Slavery & the Bible GFTM series…
Read Part 1: Cherry Picking, Worldview & Consistency
Read Part 2: Not All Types of Slavery are Equal
Read Part 3: American Slavery & Bearing God’s Image
Read Part 4: Slavery Ain’t Always Slavery: The New Testament & Roman Slavery
Read Part 5: Roman Slavery & the Lack of Christian Revolt
Read Part 6: The New Testament Response & Problem Verses
ANOTHER TYPE OF SLAVERY & FREEDOM IN THE NEW TESTAMENT
So, to quickly review our last two articles: Why didn’t the New Testament writers tell Christian slaves to revolt? Because rebellion against the Roman Empire meant one likely outcome: death. So, what could Christian slaves do? Well, they could conduct themselves as Christians, even when slaves, by living out these biblical principles:
- The Christian Work Ethic: Honor Christ in All You Do
- Be a Light to the World… Glorify God… Humble Your Enemies
- Love Your Enemies
- Personal Sacrifice for the Good of Others
Benjamin Reaoch in his book Women, Slaves, and the Gender Debate points out, “The mere fact that slaves are addressed directly [in the New Testament] is significant. In this way Paul and Peter implicitly recognize the personhood of slaves and grant them the dignity of moral responsibility… The instructions to these individuals would have challenged the cultural norms of the day, and if heeded, would radically transform the master-slave relationship… we find that slavery is an assumed reality, and one that is being transformed by the power of the gospel.”
Or think of it this way: Christian slaves were already saved from eternal separation from God; they would spend eternity with Christ. Their non-Christian slave-masters could not say the same thing. Thus, in the New Testament worldview, that means the Christian slave is free and the non-Christian slave-owner is enslaved. In the light of the revelation of Jesus Christ, their statuses are inverted and there is a clear dichotomy: You’re either a slave to sin or freed by Christ.
So Jesus said to the Jews who had believed him, “If you abide in my word, you are truly my disciples, and you will know the truth, and the truth will set you free.” (John 8:31-32)
“Truly, truly, I say to you, everyone who practices sin is a slave to sin. The slave does not remain in the house forever; the son remains forever. So if the Son sets you free, you will be free indeed. (John 8:34-36)
Only in Jesus Christ — the Son — is true freedom found.
But we also find the slave-to-sin vs. free-through-Christ dichotomy put another way in the New Testament: slave-to-sin vs. slave-to-Christ. No one can have two masters (Matt. 6:24); everyone worships something, and you’re either ruled by sin or ruled by Christ. It’s either one or the other. Paul even calls himself a slave (“doulos“/servant/bondservant) of Christ (Rom. 1:1), and he writes elsewhere:
For he who was called in the Lord as a bondservant [“doulos”/slave] is a freedman of the Lord. Likewise he who was free when called is a bondservant [“doulos”/slave] of Christ. (1 Corinthians 7:22)

Object pointing dataset rows ▸

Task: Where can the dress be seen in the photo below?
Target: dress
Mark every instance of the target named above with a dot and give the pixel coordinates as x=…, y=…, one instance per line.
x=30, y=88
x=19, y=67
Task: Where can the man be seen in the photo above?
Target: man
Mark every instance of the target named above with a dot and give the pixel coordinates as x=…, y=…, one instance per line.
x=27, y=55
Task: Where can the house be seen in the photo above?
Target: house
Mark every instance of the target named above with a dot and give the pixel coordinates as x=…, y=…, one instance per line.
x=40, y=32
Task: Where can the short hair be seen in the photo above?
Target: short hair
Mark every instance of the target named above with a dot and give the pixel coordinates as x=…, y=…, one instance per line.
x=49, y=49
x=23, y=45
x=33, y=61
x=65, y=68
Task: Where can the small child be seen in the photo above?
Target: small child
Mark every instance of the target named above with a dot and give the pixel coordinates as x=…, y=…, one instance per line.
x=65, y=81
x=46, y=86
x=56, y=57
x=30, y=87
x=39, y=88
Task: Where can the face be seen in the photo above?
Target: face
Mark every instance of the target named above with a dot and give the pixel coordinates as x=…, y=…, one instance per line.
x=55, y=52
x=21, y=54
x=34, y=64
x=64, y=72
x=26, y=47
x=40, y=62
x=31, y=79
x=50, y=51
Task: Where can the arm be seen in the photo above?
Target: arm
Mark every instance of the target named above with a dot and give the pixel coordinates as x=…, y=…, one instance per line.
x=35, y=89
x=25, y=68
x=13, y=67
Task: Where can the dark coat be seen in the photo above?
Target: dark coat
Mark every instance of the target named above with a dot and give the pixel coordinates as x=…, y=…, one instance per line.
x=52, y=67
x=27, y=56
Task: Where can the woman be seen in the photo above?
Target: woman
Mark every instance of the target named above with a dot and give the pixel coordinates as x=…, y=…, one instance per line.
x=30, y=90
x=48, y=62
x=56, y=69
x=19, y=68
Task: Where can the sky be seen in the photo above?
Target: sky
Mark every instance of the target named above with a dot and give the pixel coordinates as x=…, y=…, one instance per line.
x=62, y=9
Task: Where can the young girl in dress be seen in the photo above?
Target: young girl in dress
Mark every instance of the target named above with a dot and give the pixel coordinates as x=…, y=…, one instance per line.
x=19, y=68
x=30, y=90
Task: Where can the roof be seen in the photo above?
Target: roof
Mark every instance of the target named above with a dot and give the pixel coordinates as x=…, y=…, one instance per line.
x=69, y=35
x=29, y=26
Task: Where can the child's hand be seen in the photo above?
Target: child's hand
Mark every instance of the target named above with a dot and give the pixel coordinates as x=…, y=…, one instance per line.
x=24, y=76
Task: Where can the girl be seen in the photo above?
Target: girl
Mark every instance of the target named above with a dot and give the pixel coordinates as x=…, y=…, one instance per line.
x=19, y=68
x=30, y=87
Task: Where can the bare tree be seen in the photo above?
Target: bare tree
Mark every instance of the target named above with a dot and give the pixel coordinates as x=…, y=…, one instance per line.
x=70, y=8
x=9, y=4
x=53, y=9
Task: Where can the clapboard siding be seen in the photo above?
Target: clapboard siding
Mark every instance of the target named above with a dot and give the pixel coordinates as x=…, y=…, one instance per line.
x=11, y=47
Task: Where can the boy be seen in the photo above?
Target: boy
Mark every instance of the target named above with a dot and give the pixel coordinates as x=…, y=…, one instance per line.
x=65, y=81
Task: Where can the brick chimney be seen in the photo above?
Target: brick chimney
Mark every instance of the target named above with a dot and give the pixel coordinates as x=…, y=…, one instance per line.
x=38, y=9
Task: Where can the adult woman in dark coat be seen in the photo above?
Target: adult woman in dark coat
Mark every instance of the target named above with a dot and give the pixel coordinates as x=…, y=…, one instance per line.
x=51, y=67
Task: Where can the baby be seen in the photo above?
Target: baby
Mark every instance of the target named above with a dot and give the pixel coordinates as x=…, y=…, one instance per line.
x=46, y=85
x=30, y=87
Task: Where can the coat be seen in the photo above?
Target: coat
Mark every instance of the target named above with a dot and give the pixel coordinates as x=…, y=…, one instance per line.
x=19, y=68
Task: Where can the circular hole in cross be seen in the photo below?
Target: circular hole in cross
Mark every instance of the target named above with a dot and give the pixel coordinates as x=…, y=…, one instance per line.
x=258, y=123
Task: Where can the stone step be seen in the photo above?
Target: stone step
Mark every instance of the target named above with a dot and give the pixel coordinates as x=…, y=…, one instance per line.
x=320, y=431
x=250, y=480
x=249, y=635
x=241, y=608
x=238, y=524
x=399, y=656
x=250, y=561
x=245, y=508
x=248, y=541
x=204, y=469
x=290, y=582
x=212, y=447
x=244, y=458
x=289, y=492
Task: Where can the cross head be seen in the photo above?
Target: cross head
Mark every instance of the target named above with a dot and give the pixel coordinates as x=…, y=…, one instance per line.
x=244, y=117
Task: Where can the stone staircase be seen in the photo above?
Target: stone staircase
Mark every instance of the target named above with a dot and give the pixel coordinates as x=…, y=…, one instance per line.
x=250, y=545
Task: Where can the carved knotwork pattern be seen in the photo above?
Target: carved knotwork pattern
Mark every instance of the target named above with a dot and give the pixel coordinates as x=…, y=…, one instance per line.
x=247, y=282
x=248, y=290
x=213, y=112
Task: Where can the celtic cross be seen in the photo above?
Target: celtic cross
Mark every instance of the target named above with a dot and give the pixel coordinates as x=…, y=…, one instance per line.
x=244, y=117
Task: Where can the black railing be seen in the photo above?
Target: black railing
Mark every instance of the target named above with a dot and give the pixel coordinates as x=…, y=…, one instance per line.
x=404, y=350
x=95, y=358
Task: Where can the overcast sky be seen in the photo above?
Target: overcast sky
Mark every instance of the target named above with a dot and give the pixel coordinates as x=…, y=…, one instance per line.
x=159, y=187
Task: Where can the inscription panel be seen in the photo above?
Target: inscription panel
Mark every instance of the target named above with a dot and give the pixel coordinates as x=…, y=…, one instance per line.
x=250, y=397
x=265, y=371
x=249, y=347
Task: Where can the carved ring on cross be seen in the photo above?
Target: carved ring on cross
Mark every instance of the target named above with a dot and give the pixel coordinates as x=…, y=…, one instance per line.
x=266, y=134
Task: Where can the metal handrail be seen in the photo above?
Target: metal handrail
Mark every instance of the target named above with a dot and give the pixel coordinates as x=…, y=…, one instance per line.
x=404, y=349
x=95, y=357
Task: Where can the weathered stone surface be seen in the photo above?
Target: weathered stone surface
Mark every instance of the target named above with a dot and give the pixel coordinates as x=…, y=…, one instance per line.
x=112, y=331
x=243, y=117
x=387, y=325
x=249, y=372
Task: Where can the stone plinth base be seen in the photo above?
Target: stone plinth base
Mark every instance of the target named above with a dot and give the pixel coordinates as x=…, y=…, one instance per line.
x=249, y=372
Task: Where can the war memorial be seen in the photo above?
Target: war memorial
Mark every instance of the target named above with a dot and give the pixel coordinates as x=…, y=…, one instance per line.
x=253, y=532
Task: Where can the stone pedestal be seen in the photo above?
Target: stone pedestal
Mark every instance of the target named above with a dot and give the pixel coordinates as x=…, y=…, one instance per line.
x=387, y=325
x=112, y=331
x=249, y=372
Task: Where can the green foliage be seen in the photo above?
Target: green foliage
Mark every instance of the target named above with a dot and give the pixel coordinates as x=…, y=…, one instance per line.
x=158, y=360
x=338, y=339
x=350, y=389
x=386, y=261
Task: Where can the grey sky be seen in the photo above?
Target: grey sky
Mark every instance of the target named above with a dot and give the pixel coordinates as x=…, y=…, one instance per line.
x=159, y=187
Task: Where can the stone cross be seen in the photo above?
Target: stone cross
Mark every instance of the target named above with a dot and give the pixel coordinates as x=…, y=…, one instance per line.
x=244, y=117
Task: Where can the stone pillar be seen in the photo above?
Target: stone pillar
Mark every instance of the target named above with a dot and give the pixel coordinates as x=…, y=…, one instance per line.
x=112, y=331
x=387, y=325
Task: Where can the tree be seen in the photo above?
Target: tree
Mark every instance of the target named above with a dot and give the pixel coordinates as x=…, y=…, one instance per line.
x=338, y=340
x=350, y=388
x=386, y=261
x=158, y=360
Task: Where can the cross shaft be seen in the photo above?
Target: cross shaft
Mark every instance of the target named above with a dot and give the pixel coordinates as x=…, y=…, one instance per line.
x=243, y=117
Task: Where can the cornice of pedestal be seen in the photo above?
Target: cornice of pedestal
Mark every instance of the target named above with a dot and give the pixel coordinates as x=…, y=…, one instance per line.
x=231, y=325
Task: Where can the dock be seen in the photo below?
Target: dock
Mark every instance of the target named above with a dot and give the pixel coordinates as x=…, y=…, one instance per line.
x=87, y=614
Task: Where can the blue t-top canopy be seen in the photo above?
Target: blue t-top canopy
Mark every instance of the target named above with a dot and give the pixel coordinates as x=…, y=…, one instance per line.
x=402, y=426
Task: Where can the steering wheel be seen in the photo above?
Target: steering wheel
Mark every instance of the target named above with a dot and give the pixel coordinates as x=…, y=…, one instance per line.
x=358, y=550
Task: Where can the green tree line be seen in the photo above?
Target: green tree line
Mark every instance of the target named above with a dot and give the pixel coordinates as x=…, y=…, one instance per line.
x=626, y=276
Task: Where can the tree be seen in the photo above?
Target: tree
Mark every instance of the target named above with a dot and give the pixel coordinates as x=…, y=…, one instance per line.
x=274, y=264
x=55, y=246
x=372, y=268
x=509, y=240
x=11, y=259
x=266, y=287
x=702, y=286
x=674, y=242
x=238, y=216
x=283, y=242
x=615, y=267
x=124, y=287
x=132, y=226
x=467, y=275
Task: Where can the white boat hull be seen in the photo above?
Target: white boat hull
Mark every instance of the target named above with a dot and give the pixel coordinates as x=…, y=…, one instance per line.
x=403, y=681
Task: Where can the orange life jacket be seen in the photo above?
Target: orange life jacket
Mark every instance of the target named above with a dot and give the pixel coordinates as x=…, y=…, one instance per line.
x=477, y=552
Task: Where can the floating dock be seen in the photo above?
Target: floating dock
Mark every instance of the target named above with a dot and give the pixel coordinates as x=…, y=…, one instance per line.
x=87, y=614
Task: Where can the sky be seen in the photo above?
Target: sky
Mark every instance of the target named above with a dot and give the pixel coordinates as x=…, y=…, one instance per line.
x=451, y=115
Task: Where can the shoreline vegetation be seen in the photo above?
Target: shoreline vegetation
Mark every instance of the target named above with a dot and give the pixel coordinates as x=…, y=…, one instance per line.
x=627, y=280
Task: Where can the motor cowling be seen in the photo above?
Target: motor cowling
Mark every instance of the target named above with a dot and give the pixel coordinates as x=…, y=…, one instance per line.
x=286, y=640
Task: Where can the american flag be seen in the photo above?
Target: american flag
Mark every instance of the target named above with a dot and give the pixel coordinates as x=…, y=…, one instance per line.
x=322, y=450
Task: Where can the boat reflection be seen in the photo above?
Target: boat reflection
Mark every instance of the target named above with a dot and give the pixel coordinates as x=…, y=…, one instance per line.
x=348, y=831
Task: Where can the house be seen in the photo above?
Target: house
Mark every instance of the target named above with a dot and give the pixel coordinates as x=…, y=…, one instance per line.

Instructions for the task ▸ According to the passage on slavery and the Bible, what was the likely outcome of rebellion against the Roman Empire? These rows were drawn from a separate source unrelated to the text.

Output for this task ▸ Death.